TEXTO:
════

Os Paradoxos do Desenvolvimentismo no Governo Lula-Dilma
HUGO ALBUQUERQUE
Ao longo dos últimos anos, o Brasil se viu em meio a uma assombrosa transformação. O período em questão diz respeito ao governo petista, inciado por Luís Inácio Lula da Silva e continuado, até o presente momento, por Dilma Vana Rousseff: segundo dados da OCDE e do FMI, a pobreza foi reduzida praticamente pela metade, a desigualdade social, medida pelo índice de Gini, também registrou tendência de baixa, ao mesmo tempo em que o PIB per capta cresceu consideravelmente - verificando-se, também, que importância relativa da renda do trabalho cresceu frente à renda nacional, não retomando, ainda, o mesmo nível do final dos anos 80, embora apresente uma tendência de crescimento e empoderamento dos trabalhadores nunca antes sentido.
Tudo isso foi fruto de uma série de políticas públicas que combinaram ampliação e capilarização da oferta de crédito para os pobres, defesa dos trabalhadores com políticas favoráveis à melhora da condição de emprego e ao aumento dos salários e, por fim, com a criação de programas assistenciais como o Bolsa Família que, por sua vez, servem para salvar vidas. A mágica do processo está no fato de que, em um primeiro momento, o capital foi articulado pelo Estado, sob o governo petista, para ganhar dinheiro com uma política que é, antes de mais nada, anticapitalista - uma vez que não é o piso da sociedade que foi apenas elevado, mas mais do que isso: a distância do piso em relação ao teto que foi diminuída, marcada, ainda, por uma reversão do processo exploratório.
Essa mudança fenomenal no âmbito socioeconômico produziu, por óbvio, ecos poderosos na política. Como uma sociedade historicamente estratificada, que mesmo em seu períodos de maior dinamismo o fez justamente por conseguir manter a distância relativa entre as classes no interior do sistema, reagiria diante de tamanho abalo? Seja por sua envergadura ou pelo seu caráter abrupto, não havia como isso passar desapercebido. Sobretudo, em um momento no qual nosso país, com sua tradição bacharelística e o meritocratismo herdado do positivismo, se via governado por um operário, nordestino e sem diploma universitário.

════

TAREFA PROPOSTA 1:
Imprima, sem alterações, o trecho do texto sobre o desenvolvimentismo no governo Lula-Dilma que vai de "Essa mudança fenomenal" até "sem diploma universitário.".
O texto e as linhas que vêm depois dele não têm nenhuma relação entre si.

DADOS FORNECIDOS:
════

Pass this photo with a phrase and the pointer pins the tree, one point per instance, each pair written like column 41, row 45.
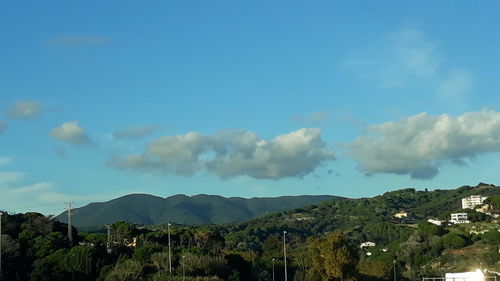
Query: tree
column 332, row 257
column 128, row 270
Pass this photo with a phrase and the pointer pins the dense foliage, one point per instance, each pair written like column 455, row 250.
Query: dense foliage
column 198, row 209
column 322, row 243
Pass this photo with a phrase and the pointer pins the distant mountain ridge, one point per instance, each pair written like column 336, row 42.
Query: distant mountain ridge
column 198, row 209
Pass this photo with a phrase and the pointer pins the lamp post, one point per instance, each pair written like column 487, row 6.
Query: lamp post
column 273, row 268
column 1, row 246
column 394, row 266
column 183, row 269
column 284, row 251
column 169, row 251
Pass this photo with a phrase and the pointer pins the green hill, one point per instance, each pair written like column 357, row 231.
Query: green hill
column 198, row 209
column 364, row 219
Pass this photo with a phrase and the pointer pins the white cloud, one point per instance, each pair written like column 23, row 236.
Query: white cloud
column 419, row 145
column 25, row 109
column 5, row 160
column 71, row 132
column 135, row 132
column 38, row 197
column 232, row 153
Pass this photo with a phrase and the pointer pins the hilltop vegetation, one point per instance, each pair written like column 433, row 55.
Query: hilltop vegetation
column 322, row 243
column 199, row 209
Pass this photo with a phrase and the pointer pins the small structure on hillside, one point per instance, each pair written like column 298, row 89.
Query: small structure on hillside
column 367, row 244
column 472, row 201
column 435, row 222
column 459, row 218
column 401, row 215
column 477, row 275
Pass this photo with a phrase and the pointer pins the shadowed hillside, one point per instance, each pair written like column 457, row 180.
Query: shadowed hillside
column 198, row 209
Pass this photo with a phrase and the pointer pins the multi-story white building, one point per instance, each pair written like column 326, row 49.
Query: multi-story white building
column 459, row 218
column 472, row 201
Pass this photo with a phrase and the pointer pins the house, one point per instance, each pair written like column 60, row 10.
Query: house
column 401, row 215
column 472, row 201
column 367, row 244
column 459, row 218
column 435, row 222
column 477, row 275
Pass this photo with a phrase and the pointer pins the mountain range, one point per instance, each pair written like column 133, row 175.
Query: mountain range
column 198, row 209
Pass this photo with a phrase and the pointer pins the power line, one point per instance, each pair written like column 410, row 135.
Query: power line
column 70, row 227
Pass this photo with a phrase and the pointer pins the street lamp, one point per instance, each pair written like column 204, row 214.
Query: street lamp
column 273, row 268
column 169, row 251
column 183, row 269
column 284, row 251
column 394, row 266
column 1, row 246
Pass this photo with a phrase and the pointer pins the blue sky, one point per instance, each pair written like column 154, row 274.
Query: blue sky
column 244, row 98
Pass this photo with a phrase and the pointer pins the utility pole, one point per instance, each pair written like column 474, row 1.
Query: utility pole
column 108, row 245
column 70, row 227
column 183, row 268
column 284, row 252
column 273, row 268
column 394, row 263
column 1, row 246
column 169, row 251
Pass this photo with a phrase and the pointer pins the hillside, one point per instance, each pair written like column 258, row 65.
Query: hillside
column 181, row 209
column 365, row 219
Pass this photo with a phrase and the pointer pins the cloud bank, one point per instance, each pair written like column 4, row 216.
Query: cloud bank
column 419, row 145
column 72, row 133
column 25, row 109
column 232, row 153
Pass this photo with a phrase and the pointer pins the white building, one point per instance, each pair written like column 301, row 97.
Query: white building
column 472, row 201
column 459, row 218
column 465, row 276
column 367, row 244
column 401, row 215
column 435, row 222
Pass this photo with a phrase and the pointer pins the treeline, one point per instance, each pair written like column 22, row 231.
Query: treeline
column 322, row 243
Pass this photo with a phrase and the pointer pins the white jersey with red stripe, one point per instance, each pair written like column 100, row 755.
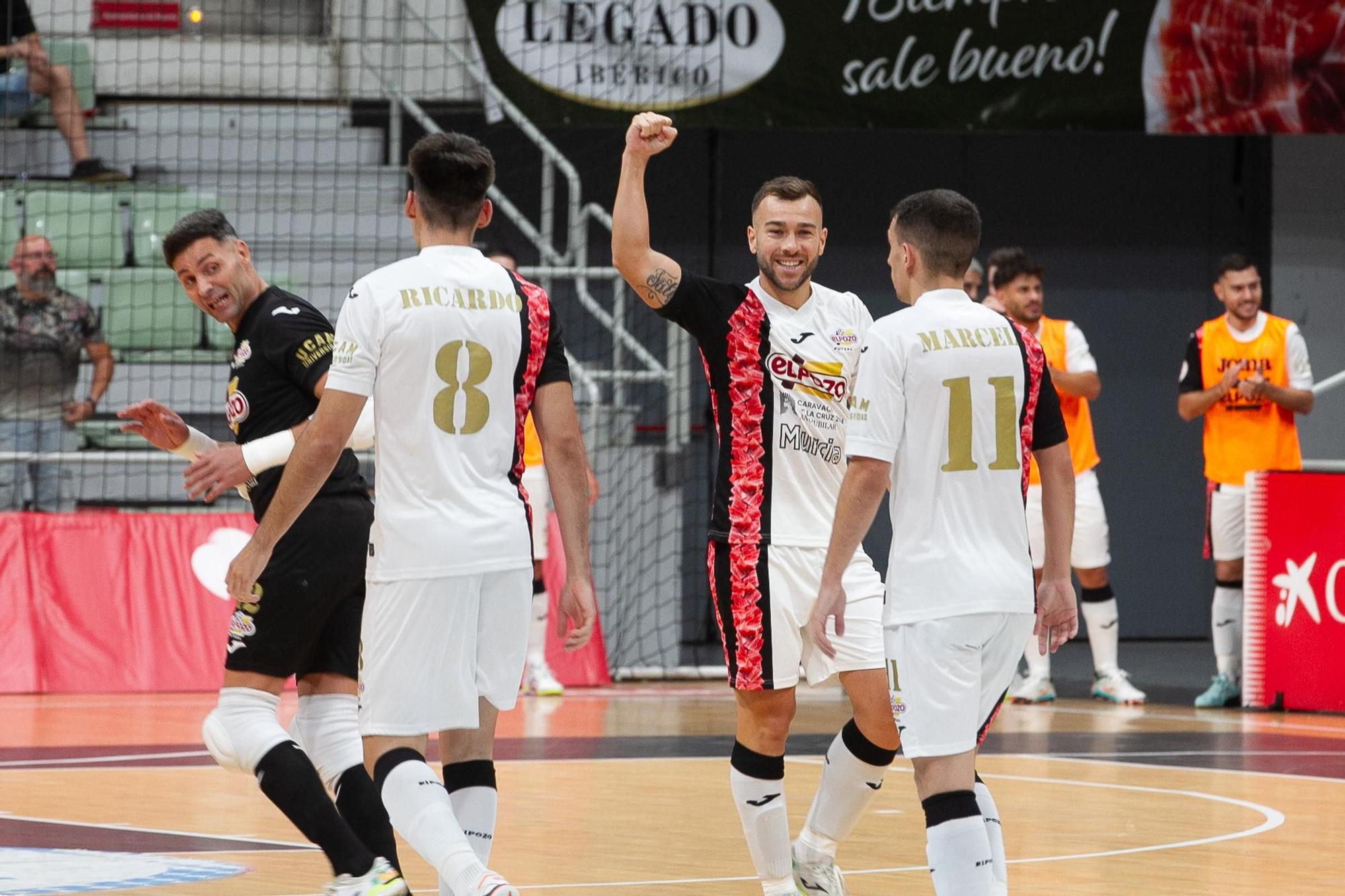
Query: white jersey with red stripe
column 451, row 348
column 779, row 380
column 956, row 397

════

TAREFA PROPOSTA 2:
Edite o trecho das linhas que vai do início delas até a linha que contém "column 199, row 209", com as duas pontas incluídas, trocando "pointer" por "marker" e mantendo todo o resto igual. Devolva apenas esse trecho e, por favor, deixe as imagens de fora da resposta.

RESPOSTA FINAL 1:
Essa mudança fenomenal no âmbito socioeconômico produziu, por óbvio, ecos poderosos na política. Como uma sociedade historicamente estratificada, que mesmo em seu períodos de maior dinamismo o fez justamente por conseguir manter a distância relativa entre as classes no interior do sistema, reagiria diante de tamanho abalo? Seja por sua envergadura ou pelo seu caráter abrupto, não havia como isso passar desapercebido. Sobretudo, em um momento no qual nosso país, com sua tradição bacharelística e o meritocratismo herdado do positivismo, se via governado por um operário, nordestino e sem diploma universitário.

RESPOSTA FINAL 2:
Pass this photo with a phrase and the marker pins the tree, one point per instance, each pair written like column 41, row 45.
Query: tree
column 332, row 257
column 128, row 270
Pass this photo with a phrase and the marker pins the dense foliage, one point per instance, each pair written like column 455, row 250.
Query: dense foliage
column 198, row 209
column 322, row 243
Pass this photo with a phrase and the marker pins the distant mountain ridge, one point per instance, each pair written like column 336, row 42.
Query: distant mountain ridge
column 198, row 209
Pass this photo with a phrase and the marker pins the lamp post, one point per instance, each pair written like column 487, row 6.
Query: lamp post
column 273, row 268
column 1, row 246
column 394, row 266
column 183, row 269
column 284, row 251
column 169, row 251
Pass this photo with a phrase and the marker pins the green hill, one point per instance, each pair written like column 357, row 231.
Query: green hill
column 198, row 209
column 364, row 219
Pass this photo with a phrase and the marker pins the white cloud, one point per instance, each pair written like column 23, row 236.
Query: white cloud
column 419, row 145
column 25, row 109
column 5, row 160
column 71, row 132
column 135, row 132
column 38, row 197
column 232, row 153
Pass this photo with a phrase and the marker pins the hilltop vegetation, one point per instance, each pair written like column 433, row 55.
Query: hilltop vegetation
column 322, row 243
column 199, row 209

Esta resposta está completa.